===== SOURCE DOCUMENT

For the training process, we used the AdamW [47] optimizer with a maximum learning rate of 3 × 10−4 and a one-cycle strategy [48]. In addition, we trained batches of 64 using a 10−5 decay of weights with an EMA [49,50] decay rate of 0.995, SKD of [51], and default values for all other parameters. Each of the three datasets used has an iteration of 1500. to handle the different sample lengths across the datasets, we adjusted the parameters of the samples under the control network. One noise type and one mixing strategy were randomly selected in each iteration.

As illustrated in the Fig. 6, the workflow can be divided into two primary stages: Data Processing and Training and Testing. In the data processing stage, the raw audio data is first downsampled to a sampling rate of 22 kHz, and the duration of each audio clip is standardized to 4 s to ensure compatibility with the model’s input requirements. After preprocessing, the data is split into training and testing sets. In the training and testing stage, the training data is loaded into the model for training, during which the loss function is optimized iteratively to update the model parameters and generate prediction results. The trained model is subsequently saved (as indicated by “SaveModel”) for use in the testing phase. In the testing phase, the saved model is loaded to make predictions on the testing data, yielding the final prediction results. This workflow comprehensively and systematically outlines the entire pipeline from raw data preprocessing to model training and testing, providing a clear depiction of the logical structure of our research methodology.

images

Figure 6: Schematic diagram of the overall pipeline

4.2 Results and Discussion

4.2.1 Comparison With Other Algorithms on the ESC-50

In this study, we comprehensively compare and analyze the experimental results from three different perspectives (nature of end-to-end models, form of input data, and use of pre-trained models). The experimental results are shown in Table 1. We found that the end-to-end models generally exhibit excellent performance in these aspects of the study, which is mainly attributed to their strong learning ability and robustness. Compared to non-end-to-end models, end-to-end models [2,17] show better performance in audio classification tasks.

Introducing the use of a pre-trained model significantly improves the robustness of the model [2], whereas the model performance is more limited without the introduction of a pre-trained model. For the analysis of the form of input data, we observe that models using STFT-spec (short-time Fourier transform spectrum) as input data [18,27,52] outperform models using raw audio data [2,53,54] overall. STFT-spec is able to more accurately capture audio features perceived by the human ear with a certain degree of translational invariance. However, it is worth noting that the process of transforming audio into STFT-spec loses some of the detailed information of the original audio signal as well as the fact that generating STFT-spec involves the selection of some hyperparameters. This may lead to difficulties for the model to accurately distinguish different audio categories in a complex context such as human-computer interaction. To address this issue, our proposed model successfully solves this challenge. In addition, previous research [43] confirmed that using raw audio as input has great potential in audio categorization tasks. In this study, our approach not only achieves a 1.1% performance improvement compared to [43], but also outperforms the non-end-to-end approach using STFT-spec as input in the dataset, obtaining up to 1.95% performance improvement. These results fully validate the effectiveness and practicality of our proposed method.

==========

**AIM OF THE TASK:** According to the audio classification text, to what sampling rate is the raw audio downsampled during data processing? Rely only on the audio classification text.

===== DATA SEGMENT

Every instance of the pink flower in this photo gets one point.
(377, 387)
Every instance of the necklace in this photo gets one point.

==========

**REPLY:** 22 kHz.